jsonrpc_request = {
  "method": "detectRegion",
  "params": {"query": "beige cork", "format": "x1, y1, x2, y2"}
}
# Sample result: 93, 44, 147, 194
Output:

--------------------------------

*Your objective*
Please retype the rows above verbatim, keeping every line and character unchanged.

*Answer to the task*
jsonrpc_request = {
  "method": "detectRegion",
  "params": {"query": "beige cork", "format": "x1, y1, x2, y2"}
}
# Sample result: 93, 44, 147, 194
Output:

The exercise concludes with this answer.